## What needs to be done
Because only the text is wanted, repeat the records below exactly and omit the pictures.

## Data entries
::::::

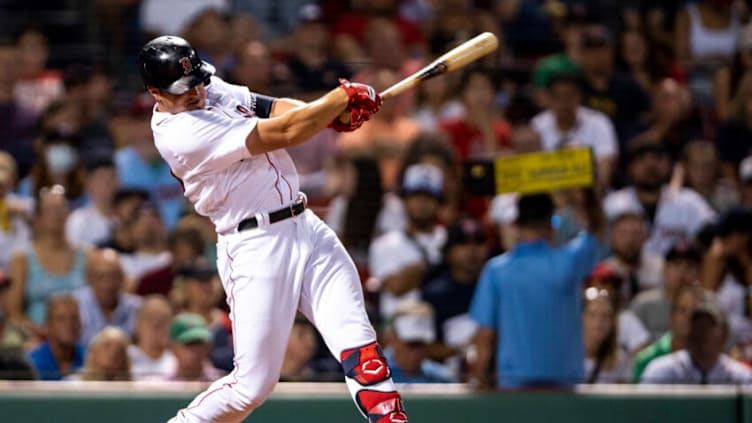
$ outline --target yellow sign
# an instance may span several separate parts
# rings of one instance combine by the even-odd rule
[[[593,185],[593,155],[588,147],[518,154],[496,159],[496,192],[531,194]]]

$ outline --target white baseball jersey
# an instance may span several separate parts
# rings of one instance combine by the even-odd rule
[[[606,196],[603,208],[608,219],[632,212],[644,214],[634,187],[627,187]],[[716,213],[695,191],[664,187],[650,227],[645,251],[664,255],[678,241],[690,240],[702,227],[715,219]]]
[[[229,234],[257,212],[284,207],[298,195],[298,175],[285,150],[251,156],[245,140],[256,128],[256,94],[213,76],[201,110],[154,109],[157,150],[183,183],[199,214]],[[270,189],[272,187],[272,189]]]
[[[557,150],[566,146],[592,147],[597,158],[616,157],[619,154],[616,131],[608,116],[587,107],[577,108],[577,122],[568,132],[556,126],[556,117],[550,110],[536,115],[530,122],[541,137],[544,150]]]

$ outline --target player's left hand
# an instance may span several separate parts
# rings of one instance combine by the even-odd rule
[[[352,132],[360,128],[370,118],[371,114],[365,110],[345,110],[341,115],[334,118],[329,127],[337,132]]]

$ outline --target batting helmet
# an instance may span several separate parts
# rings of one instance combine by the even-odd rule
[[[144,85],[170,94],[183,94],[201,82],[208,85],[215,71],[188,41],[172,35],[157,37],[141,47],[138,70]]]

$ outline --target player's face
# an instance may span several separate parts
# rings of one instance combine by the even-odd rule
[[[155,88],[149,88],[149,92],[157,100],[160,112],[176,114],[203,109],[206,105],[206,86],[203,82],[183,94],[170,94]]]

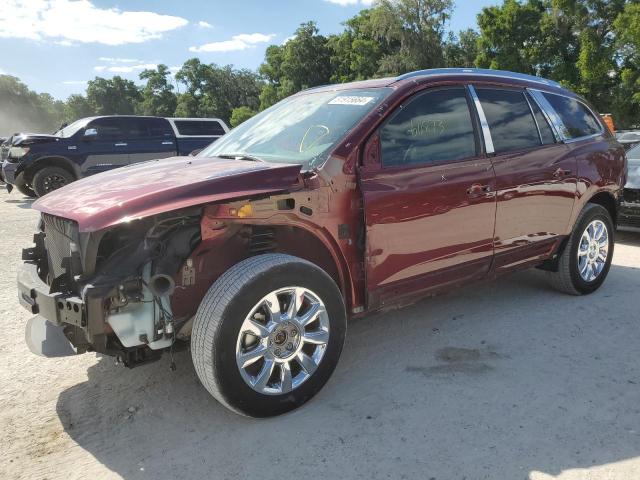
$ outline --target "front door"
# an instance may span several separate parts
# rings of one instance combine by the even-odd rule
[[[379,160],[360,169],[370,308],[489,271],[495,177],[470,106],[462,86],[419,93],[370,140]]]

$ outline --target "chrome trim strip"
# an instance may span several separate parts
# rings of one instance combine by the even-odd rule
[[[558,138],[560,141],[567,140],[567,138],[569,138],[569,132],[567,131],[567,128],[564,126],[562,119],[544,97],[542,92],[533,88],[527,88],[527,91],[531,94],[531,97],[538,104],[544,116],[547,117],[547,120],[549,120],[549,124],[551,125],[556,138]]]
[[[533,111],[533,107],[531,106],[531,101],[529,100],[529,95],[524,94],[524,99],[527,101],[527,105],[529,105],[529,112],[531,112],[531,116],[533,117],[533,121],[536,124],[536,130],[538,130],[538,138],[540,139],[540,145],[544,145],[542,141],[542,132],[540,131],[540,125],[538,125],[538,119],[536,118],[536,113]]]
[[[493,139],[491,138],[491,130],[489,129],[489,122],[487,122],[487,117],[484,114],[484,110],[482,109],[482,104],[480,103],[480,99],[478,98],[478,94],[476,93],[476,89],[473,88],[473,85],[467,85],[469,89],[469,94],[473,99],[473,103],[476,106],[476,110],[478,112],[478,118],[480,119],[480,126],[482,127],[482,136],[484,137],[484,149],[487,155],[492,155],[495,153],[495,149],[493,148]]]

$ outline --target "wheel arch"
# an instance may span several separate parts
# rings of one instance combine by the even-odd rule
[[[596,205],[600,205],[604,207],[611,215],[611,219],[613,220],[614,227],[618,224],[618,202],[616,197],[608,190],[601,190],[591,197],[587,199],[587,201],[582,206],[584,209],[590,203],[594,203]]]
[[[73,175],[75,179],[80,178],[78,169],[71,160],[62,156],[48,156],[39,158],[24,168],[25,181],[30,184],[33,181],[33,176],[36,174],[36,172],[45,167],[64,168],[71,175]]]

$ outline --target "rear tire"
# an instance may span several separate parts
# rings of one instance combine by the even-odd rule
[[[43,167],[33,176],[33,190],[38,197],[42,197],[74,180],[75,177],[62,167]]]
[[[191,356],[216,400],[242,415],[269,417],[324,386],[345,333],[342,295],[324,270],[290,255],[258,255],[230,268],[205,295]]]
[[[613,221],[607,209],[587,204],[558,258],[558,271],[547,272],[549,283],[556,290],[570,295],[595,292],[607,278],[611,267],[614,234]]]

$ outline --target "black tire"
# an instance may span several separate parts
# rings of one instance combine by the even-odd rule
[[[36,198],[36,192],[34,192],[33,189],[24,182],[22,175],[20,175],[20,178],[16,178],[16,182],[13,186],[16,187],[16,189],[25,197]]]
[[[33,190],[38,197],[64,187],[75,180],[75,177],[62,167],[43,167],[33,176]]]
[[[236,342],[250,309],[270,292],[300,286],[325,304],[330,334],[317,369],[289,393],[267,395],[243,380],[236,364]],[[227,408],[251,417],[269,417],[293,410],[313,397],[335,369],[346,334],[342,295],[333,279],[306,260],[283,254],[248,258],[225,272],[211,286],[193,324],[191,356],[204,387]]]
[[[605,266],[600,274],[594,280],[586,281],[580,275],[578,268],[578,248],[582,234],[587,226],[594,220],[601,220],[606,226],[609,249]],[[595,292],[605,281],[611,268],[611,259],[613,258],[613,247],[615,244],[614,235],[613,220],[607,209],[597,204],[587,204],[578,216],[568,242],[558,257],[558,271],[547,272],[551,285],[556,290],[570,295],[587,295]]]

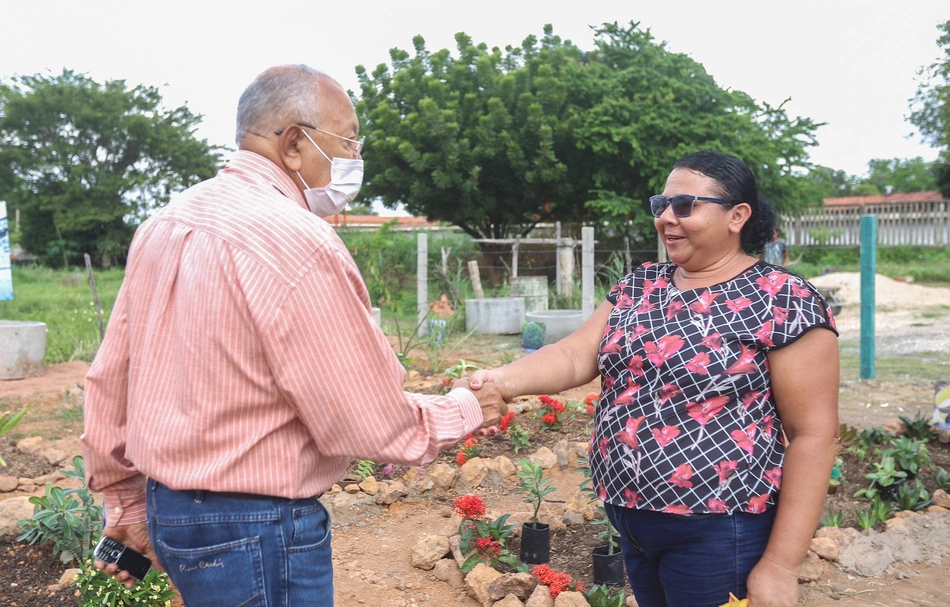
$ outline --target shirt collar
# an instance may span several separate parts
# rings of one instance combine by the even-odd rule
[[[304,199],[303,193],[297,188],[290,176],[272,161],[256,152],[238,150],[231,156],[224,170],[257,175],[285,197],[294,201],[297,206],[307,209],[307,201]]]

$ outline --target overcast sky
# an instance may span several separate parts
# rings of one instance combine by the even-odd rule
[[[940,58],[950,1],[46,0],[4,2],[2,14],[0,77],[66,67],[157,86],[167,105],[204,116],[199,137],[230,147],[237,98],[271,65],[307,63],[357,90],[356,65],[411,51],[416,34],[430,51],[454,49],[458,31],[503,48],[551,23],[590,49],[589,26],[639,21],[720,86],[772,105],[790,98],[789,114],[828,123],[812,160],[864,174],[872,158],[936,158],[906,116],[917,70]]]

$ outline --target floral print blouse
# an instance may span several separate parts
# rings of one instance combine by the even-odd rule
[[[675,269],[645,263],[607,296],[595,487],[628,508],[764,512],[785,452],[766,353],[814,328],[837,335],[834,319],[812,285],[778,266],[760,261],[687,291],[674,286]]]

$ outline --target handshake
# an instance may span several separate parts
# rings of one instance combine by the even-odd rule
[[[482,408],[485,421],[482,428],[497,426],[501,418],[508,413],[508,403],[511,402],[511,387],[497,370],[476,371],[471,377],[462,377],[456,380],[452,388],[470,390]]]

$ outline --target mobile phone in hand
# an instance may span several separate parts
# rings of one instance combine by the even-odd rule
[[[100,561],[115,563],[119,569],[128,571],[129,575],[139,581],[145,579],[145,574],[152,566],[152,561],[147,556],[106,535],[99,540],[93,554]]]

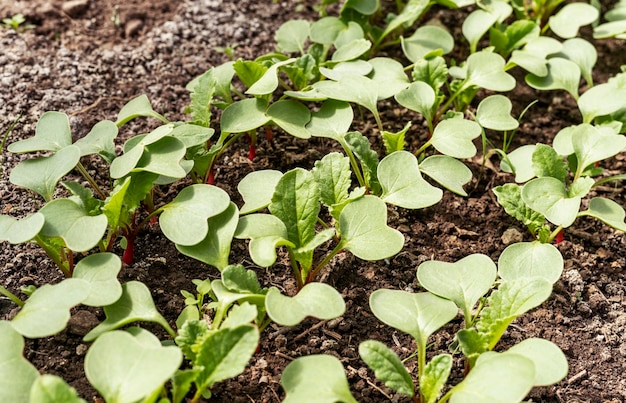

::::::

## The answer
$ outline --target yellow sign
# an instance may span several separate parts
# rings of one instance combine by the even-odd rule
[[[593,185],[593,155],[588,147],[518,154],[496,159],[496,192],[531,194]]]

$ outline --target white baseball jersey
# an instance may span several separate parts
# rings of one instance combine by the even-odd rule
[[[606,196],[603,208],[608,219],[632,212],[644,214],[634,187],[627,187]],[[716,213],[695,191],[664,187],[650,227],[645,251],[664,255],[678,241],[690,240],[702,227],[715,219]]]
[[[229,234],[257,212],[284,207],[298,195],[298,175],[285,150],[251,156],[245,140],[256,128],[256,94],[213,76],[201,110],[154,109],[157,150],[183,183],[199,214]],[[270,189],[272,187],[272,189]]]
[[[557,150],[566,146],[592,147],[597,158],[616,157],[619,154],[616,131],[608,116],[587,107],[577,108],[577,122],[568,132],[556,126],[556,117],[550,110],[536,115],[530,122],[541,137],[544,150]]]

$ outline --target player's left hand
# an instance may span several separate parts
# rings of one instance combine by the even-odd rule
[[[352,132],[360,128],[370,118],[371,114],[365,110],[345,110],[341,115],[334,118],[329,127],[337,132]]]

$ outline --target batting helmet
# an instance may span several separate parts
# rings of one instance combine by the even-odd rule
[[[144,85],[170,94],[183,94],[201,82],[208,85],[215,71],[188,41],[172,35],[157,37],[141,47],[138,70]]]

$ outline --target player's face
# an instance may span several separate parts
# rings of one instance combine by the even-odd rule
[[[155,88],[149,88],[149,92],[157,100],[160,112],[176,114],[203,109],[206,105],[206,86],[203,82],[183,94],[170,94]]]

$ outline --target "front door"
# an instance may span several separate parts
# rings of one instance combine by the even-odd rule
[[[379,160],[360,169],[370,308],[489,271],[495,177],[470,106],[462,86],[419,93],[370,140]]]

$ outline --target "chrome trim strip"
# an instance may span several separate parts
# rings of one instance combine by the even-odd rule
[[[558,138],[560,141],[567,140],[567,138],[569,138],[569,132],[567,131],[567,128],[564,126],[562,119],[544,97],[542,92],[533,88],[527,88],[527,91],[531,94],[531,97],[538,104],[544,116],[547,117],[547,120],[549,120],[549,124],[551,125],[556,138]]]
[[[533,111],[533,107],[531,106],[531,101],[529,100],[529,95],[524,94],[524,99],[527,101],[527,105],[529,105],[529,112],[531,112],[531,116],[533,117],[533,121],[536,124],[536,130],[538,130],[538,138],[540,139],[540,145],[544,145],[542,141],[542,132],[540,131],[540,125],[538,125],[538,119],[536,118],[536,113]]]
[[[493,139],[491,138],[491,130],[489,129],[489,122],[487,122],[487,117],[484,114],[484,110],[482,109],[482,104],[480,103],[480,99],[478,98],[478,94],[476,93],[476,89],[473,88],[473,85],[467,85],[469,89],[469,94],[473,99],[473,103],[476,106],[476,110],[478,112],[478,118],[480,119],[480,126],[482,127],[482,136],[484,137],[484,149],[487,155],[492,155],[495,153],[495,149],[493,148]]]

$ outline --target "wheel arch"
# an instance may span several separate parts
# rings of one instance combine by the even-odd rule
[[[596,205],[600,205],[604,207],[611,215],[611,219],[613,220],[614,227],[618,224],[618,202],[616,197],[608,190],[601,190],[591,197],[587,199],[587,201],[582,206],[584,209],[590,203],[594,203]]]
[[[73,175],[75,179],[80,178],[78,169],[71,160],[62,156],[48,156],[39,158],[24,168],[25,181],[30,184],[33,181],[33,176],[36,174],[36,172],[45,167],[64,168],[71,175]]]

$ outline --target "rear tire"
# an instance may span several separate parts
# rings of one instance combine by the even-odd rule
[[[43,167],[33,176],[33,190],[38,197],[42,197],[74,180],[75,177],[62,167]]]
[[[191,356],[216,400],[242,415],[269,417],[324,386],[345,333],[342,295],[324,270],[290,255],[258,255],[230,268],[205,295]]]
[[[613,221],[607,209],[587,204],[558,258],[558,271],[547,272],[549,283],[556,290],[570,295],[595,292],[607,278],[611,267],[614,234]]]

$ outline --target "black tire"
# an instance may span several separate parts
# rings of one instance combine by the even-odd rule
[[[36,198],[36,192],[34,192],[33,189],[24,182],[22,175],[20,175],[20,178],[16,178],[16,182],[13,186],[16,187],[16,189],[25,197]]]
[[[33,190],[38,197],[64,187],[75,180],[75,177],[62,167],[43,167],[33,176]]]
[[[236,342],[250,309],[270,292],[300,286],[325,304],[330,334],[317,369],[289,393],[267,395],[243,380],[236,364]],[[227,408],[251,417],[269,417],[293,410],[313,397],[335,369],[346,334],[342,295],[333,279],[306,260],[283,254],[248,258],[225,272],[211,286],[193,324],[191,356],[204,387]]]
[[[605,266],[600,274],[594,280],[586,281],[580,275],[578,268],[578,248],[582,234],[587,226],[594,220],[601,220],[606,226],[609,249]],[[595,292],[605,281],[611,268],[611,259],[613,258],[613,247],[615,244],[614,235],[613,220],[607,209],[597,204],[587,204],[578,216],[568,242],[558,257],[558,271],[547,272],[551,285],[556,290],[570,295],[587,295]]]

$ outline --target shirt collar
# an instance may span several separate parts
# rings of one instance combine by the even-odd rule
[[[304,199],[303,193],[297,188],[290,176],[272,161],[256,152],[238,150],[231,156],[224,170],[257,175],[285,197],[294,201],[297,206],[307,209],[307,201]]]

$ outline --target overcast sky
# an instance may span several separate parts
# rings of one instance combine by the even-odd rule
[[[940,58],[950,1],[46,0],[4,2],[2,14],[0,77],[66,67],[157,86],[167,105],[204,116],[199,137],[230,147],[237,98],[271,65],[307,63],[357,90],[356,65],[411,51],[416,34],[430,51],[454,49],[458,31],[503,48],[551,23],[590,49],[589,26],[639,21],[720,86],[772,105],[790,98],[789,114],[828,123],[812,160],[864,174],[872,158],[936,158],[906,116],[917,70]]]

$ outline --target floral print blouse
# an instance may span several separate parts
# rings of one instance combine by the even-odd rule
[[[675,269],[645,263],[607,296],[595,487],[628,508],[764,512],[785,452],[766,353],[814,328],[837,335],[834,319],[812,285],[778,266],[760,261],[687,291],[674,286]]]

$ outline --target handshake
# an instance may span several separate parts
# rings of one instance combine by the even-odd rule
[[[482,408],[485,421],[482,428],[497,426],[501,418],[508,413],[508,403],[511,402],[511,387],[497,370],[476,371],[471,377],[462,377],[456,380],[452,388],[470,390]]]

$ outline --target mobile phone in hand
# an instance may span several separate parts
# rings of one instance combine by the even-odd rule
[[[100,561],[115,563],[119,569],[128,571],[129,575],[139,581],[145,579],[145,574],[152,566],[152,561],[147,556],[106,535],[99,540],[93,554]]]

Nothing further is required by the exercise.